> **Given passage**:
--- START ---

National Insurance Co. Ltd. vs Smt. Kanta Rani Juneja And Ors. on 16 September, 2003

Equivalent citations: I(2004)ACC116, 2003VIIIAD(DELHI)34, 2004 A I H C 799, (2004) 1 ACC 116

Author: S.K. Mahajan

Bench: S.K. Mahajan

JUDGMENT
 

 S.K. Mahajan, J. 
 

1. ADMIT.

2. With the consent of the parties, matter has been heard and disposed of by this order.

3. The appellant-insurance company has filed this appeal to challenge the award of the tribunal whereby the tribunal has directed the insurer to satisfy the award despite the driver of the offending vehicle did not having a valid driving license to drive the heavy transport vehicle on the date of the accident. The contention of Mr. Seth appearing on behalf of the appellant is that as there being a willful breach of the conditions of contract of insurance by the insured by permitting the driver who did not have a valid driving license to drive the heavy transport vehicle, the insurance company could not be held liable to pay compensation under the award to the claimants. It is also submitted that even assuming the insurance company was liable to pay compensation under the award, the tribunal ought to have given a direction to the insured to pay such compensation to the insurance company. For this, Mr. Seth has placed reliance upon the observations of the Supreme Court in New India Assurance Co. Ltd. Vs. Kamla and others .

--- END ---

> **Things to do**:
(1) List every equivalent citation given for the insurance judgment.
(2) In the insurance judgment, which Supreme Court decision does Mr. Seth rely on?
(3) Pick up the insurance appeal judgment after its last sentence and write the next paragraph.
You won't need the material that comes next.

Items from a dataset
--- START ---

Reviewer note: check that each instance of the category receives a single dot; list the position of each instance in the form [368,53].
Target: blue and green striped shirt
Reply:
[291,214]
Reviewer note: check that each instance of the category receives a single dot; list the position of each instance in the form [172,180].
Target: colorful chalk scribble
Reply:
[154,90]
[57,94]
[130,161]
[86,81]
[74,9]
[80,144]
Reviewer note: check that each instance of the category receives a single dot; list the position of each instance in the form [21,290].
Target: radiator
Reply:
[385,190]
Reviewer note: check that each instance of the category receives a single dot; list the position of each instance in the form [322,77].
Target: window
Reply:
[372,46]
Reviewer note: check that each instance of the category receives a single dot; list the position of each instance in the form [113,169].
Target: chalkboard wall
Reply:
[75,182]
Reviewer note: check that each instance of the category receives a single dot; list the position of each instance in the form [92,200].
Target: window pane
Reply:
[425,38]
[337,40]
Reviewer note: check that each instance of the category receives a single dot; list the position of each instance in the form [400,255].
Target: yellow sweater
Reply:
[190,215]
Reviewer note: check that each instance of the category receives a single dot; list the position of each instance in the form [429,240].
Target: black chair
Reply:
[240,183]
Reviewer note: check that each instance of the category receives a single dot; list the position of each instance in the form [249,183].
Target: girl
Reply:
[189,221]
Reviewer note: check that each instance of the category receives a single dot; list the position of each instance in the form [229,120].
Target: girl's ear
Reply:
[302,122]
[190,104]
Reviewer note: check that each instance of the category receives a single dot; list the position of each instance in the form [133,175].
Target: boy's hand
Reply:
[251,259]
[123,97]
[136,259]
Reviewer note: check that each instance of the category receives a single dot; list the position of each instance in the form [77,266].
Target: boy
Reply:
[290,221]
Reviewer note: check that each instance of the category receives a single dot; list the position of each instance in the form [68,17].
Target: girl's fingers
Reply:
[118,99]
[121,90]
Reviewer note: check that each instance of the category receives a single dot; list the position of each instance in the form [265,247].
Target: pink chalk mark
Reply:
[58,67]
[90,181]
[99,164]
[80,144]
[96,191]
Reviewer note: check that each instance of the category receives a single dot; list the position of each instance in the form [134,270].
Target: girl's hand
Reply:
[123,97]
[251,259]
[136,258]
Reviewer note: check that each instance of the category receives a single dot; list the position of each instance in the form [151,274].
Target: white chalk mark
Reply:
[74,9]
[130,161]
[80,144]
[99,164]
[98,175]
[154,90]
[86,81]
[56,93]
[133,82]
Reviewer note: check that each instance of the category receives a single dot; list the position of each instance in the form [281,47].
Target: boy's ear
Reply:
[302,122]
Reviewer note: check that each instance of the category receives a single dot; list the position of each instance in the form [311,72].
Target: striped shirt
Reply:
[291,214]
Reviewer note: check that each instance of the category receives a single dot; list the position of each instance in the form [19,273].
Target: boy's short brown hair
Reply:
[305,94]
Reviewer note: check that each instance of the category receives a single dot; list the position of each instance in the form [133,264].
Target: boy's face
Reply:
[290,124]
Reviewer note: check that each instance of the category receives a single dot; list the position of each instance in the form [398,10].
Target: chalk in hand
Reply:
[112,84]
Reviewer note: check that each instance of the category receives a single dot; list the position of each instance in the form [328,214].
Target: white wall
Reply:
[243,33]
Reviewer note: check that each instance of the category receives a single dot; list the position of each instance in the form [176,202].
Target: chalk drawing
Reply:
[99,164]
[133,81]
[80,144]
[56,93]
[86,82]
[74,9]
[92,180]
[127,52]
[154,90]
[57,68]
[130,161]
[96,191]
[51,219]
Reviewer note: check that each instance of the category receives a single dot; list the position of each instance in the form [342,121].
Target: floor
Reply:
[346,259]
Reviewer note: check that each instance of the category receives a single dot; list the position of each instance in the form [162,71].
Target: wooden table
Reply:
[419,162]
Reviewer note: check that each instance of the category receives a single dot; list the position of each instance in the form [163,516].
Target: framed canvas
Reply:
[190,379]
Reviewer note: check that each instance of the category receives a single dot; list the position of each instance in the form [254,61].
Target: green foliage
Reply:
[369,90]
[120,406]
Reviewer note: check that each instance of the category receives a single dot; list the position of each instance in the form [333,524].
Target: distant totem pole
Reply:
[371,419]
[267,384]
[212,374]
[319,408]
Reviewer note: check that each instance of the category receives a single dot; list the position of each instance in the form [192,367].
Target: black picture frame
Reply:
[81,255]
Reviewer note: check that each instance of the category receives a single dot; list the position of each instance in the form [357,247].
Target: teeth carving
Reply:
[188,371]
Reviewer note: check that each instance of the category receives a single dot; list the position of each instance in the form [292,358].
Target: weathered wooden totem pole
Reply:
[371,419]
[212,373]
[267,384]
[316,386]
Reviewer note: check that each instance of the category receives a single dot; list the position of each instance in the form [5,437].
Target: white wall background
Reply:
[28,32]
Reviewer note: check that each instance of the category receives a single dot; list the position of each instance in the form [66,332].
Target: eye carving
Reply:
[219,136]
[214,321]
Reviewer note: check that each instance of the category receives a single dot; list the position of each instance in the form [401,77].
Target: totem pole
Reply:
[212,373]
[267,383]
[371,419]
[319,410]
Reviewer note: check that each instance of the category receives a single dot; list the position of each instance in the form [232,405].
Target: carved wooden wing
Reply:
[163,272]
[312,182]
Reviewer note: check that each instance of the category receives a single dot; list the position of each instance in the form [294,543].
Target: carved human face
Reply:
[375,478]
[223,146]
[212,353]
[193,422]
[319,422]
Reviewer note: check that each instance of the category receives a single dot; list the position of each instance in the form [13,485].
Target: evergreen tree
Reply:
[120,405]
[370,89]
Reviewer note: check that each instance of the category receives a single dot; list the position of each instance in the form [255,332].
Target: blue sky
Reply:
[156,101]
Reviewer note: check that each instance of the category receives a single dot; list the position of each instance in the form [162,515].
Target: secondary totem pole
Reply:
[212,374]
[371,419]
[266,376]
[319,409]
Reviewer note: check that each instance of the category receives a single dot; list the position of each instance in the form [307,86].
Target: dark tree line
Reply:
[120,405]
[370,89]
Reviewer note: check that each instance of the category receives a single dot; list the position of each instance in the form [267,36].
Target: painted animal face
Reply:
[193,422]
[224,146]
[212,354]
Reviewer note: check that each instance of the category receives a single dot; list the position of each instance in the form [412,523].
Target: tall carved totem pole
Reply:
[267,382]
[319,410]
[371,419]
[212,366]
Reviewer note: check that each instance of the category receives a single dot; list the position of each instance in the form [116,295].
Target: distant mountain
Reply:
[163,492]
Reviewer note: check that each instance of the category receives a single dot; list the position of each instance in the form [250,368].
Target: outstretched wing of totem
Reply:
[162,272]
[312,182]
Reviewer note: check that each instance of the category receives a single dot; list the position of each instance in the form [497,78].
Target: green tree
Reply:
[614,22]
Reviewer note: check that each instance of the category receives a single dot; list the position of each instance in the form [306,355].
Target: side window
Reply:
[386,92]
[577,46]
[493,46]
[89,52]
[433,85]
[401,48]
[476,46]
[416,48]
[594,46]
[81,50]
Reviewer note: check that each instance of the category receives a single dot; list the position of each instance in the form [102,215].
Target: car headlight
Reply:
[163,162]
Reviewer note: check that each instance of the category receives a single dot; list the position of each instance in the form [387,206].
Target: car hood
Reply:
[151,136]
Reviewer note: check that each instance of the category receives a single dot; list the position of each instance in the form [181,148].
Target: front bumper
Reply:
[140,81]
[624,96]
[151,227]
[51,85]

--- END ---
--- START ---

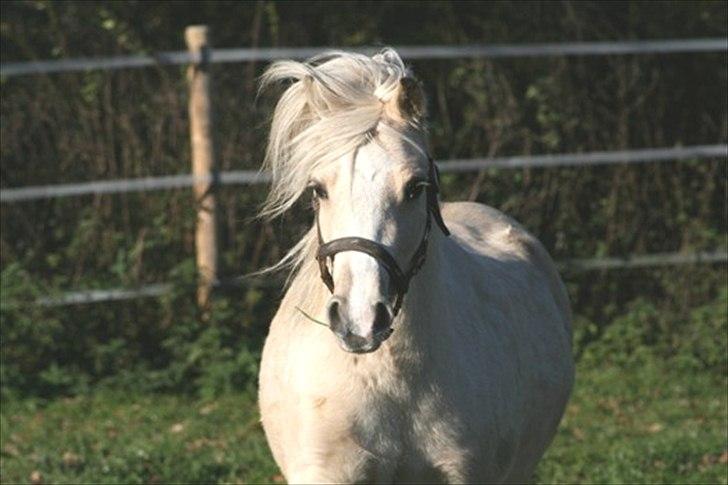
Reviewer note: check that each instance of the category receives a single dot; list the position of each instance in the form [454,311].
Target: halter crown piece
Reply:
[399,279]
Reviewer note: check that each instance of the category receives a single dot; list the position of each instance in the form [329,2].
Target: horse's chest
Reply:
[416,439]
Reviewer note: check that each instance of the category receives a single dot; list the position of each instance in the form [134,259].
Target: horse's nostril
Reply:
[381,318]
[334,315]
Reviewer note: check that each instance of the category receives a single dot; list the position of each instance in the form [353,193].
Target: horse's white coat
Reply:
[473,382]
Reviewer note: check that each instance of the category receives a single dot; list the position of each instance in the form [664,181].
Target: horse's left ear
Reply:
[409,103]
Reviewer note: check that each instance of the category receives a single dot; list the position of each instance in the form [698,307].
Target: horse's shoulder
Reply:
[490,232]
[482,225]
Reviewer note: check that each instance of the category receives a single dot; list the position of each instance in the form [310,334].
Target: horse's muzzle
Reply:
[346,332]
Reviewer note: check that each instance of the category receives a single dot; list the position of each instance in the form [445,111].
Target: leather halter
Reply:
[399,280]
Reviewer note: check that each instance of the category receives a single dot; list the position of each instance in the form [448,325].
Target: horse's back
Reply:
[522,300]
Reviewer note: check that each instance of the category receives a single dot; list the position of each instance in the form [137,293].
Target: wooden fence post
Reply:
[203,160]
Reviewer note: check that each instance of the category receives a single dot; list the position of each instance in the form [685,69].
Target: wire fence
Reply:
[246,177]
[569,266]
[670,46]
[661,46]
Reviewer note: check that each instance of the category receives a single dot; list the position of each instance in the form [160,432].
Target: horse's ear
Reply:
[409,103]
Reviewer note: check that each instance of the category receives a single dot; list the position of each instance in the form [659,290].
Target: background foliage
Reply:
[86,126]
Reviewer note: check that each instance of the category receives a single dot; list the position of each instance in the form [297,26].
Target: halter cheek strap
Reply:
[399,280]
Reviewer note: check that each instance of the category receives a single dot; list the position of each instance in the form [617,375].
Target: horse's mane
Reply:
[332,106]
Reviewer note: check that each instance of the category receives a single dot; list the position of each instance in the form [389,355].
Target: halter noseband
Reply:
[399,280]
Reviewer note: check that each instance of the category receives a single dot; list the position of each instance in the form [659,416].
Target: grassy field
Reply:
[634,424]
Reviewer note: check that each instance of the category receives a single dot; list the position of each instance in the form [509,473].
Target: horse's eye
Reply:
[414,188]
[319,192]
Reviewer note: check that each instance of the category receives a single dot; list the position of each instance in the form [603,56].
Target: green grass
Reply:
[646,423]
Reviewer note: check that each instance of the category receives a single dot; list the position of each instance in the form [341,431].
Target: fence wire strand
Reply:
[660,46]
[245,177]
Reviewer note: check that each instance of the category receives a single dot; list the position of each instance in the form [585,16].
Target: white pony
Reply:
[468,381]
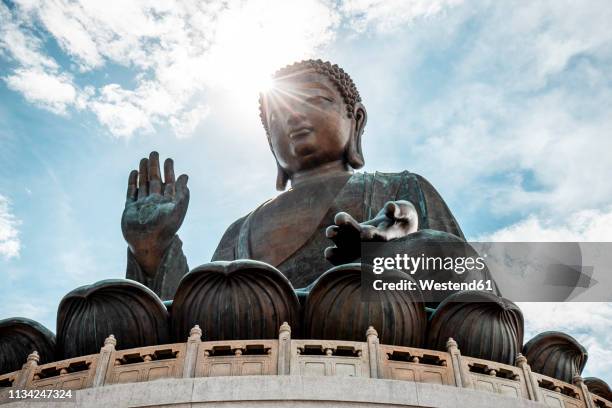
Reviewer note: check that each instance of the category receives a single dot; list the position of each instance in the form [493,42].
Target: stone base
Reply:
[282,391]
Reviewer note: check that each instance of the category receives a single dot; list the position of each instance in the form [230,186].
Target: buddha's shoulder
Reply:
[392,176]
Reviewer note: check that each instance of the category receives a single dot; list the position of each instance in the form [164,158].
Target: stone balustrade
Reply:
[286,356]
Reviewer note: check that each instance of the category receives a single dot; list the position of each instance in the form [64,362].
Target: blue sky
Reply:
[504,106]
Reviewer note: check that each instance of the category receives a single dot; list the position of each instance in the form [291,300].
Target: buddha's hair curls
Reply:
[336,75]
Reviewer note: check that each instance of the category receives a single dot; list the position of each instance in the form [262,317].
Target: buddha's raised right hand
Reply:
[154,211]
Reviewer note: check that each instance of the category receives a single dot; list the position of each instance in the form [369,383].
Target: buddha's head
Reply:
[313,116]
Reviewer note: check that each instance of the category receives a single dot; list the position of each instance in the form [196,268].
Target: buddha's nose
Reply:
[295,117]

--- END ---

> **Answers below**:
(1)
I(2004)ACC116
2003VIIIAD(DELHI)34
2004 A I H C 799
(2004) 1 ACC 116

(2) New India Assurance Co. Ltd. Vs. Kamla and others.

(3)
4. In New India Assurance Co. Ltd. Vs. Kamla and others (supra), it was held that the insurer and the insured are bound by the conditions enumerated in the policy and the insurer is not liable to the insured if there is violation of any policy condition. But the insurer who is made statutorily liable to pay compensation to third parties on account of the certificate of insurance issued shall be entitled to recover from the insured the amount paid to the third parties, if there was any breach of policy conditions on account of the vehicle being driven without a valid driving license. Though, it was contended by learned counsel for the insured in that case that it was enough if he establishes that the insured had made all due enquiries and believed bona fide that the driver employed by him had a valid driving license, in which case there was no breach of the policy condition, however, as the Supreme Court had not decided on that contention it was left open to the insured to raise this plea before the Claims Tribunal. It was held that, if the Insurance Company succeeded in establishing that there was breach of the policy condition, the Claims Tribunal shall direct the insured to pay that amount to the insurer and in default the insurer shall be allowed to recover that amount (which the insurer is directed to pay to the claimant third parties) from the insured person.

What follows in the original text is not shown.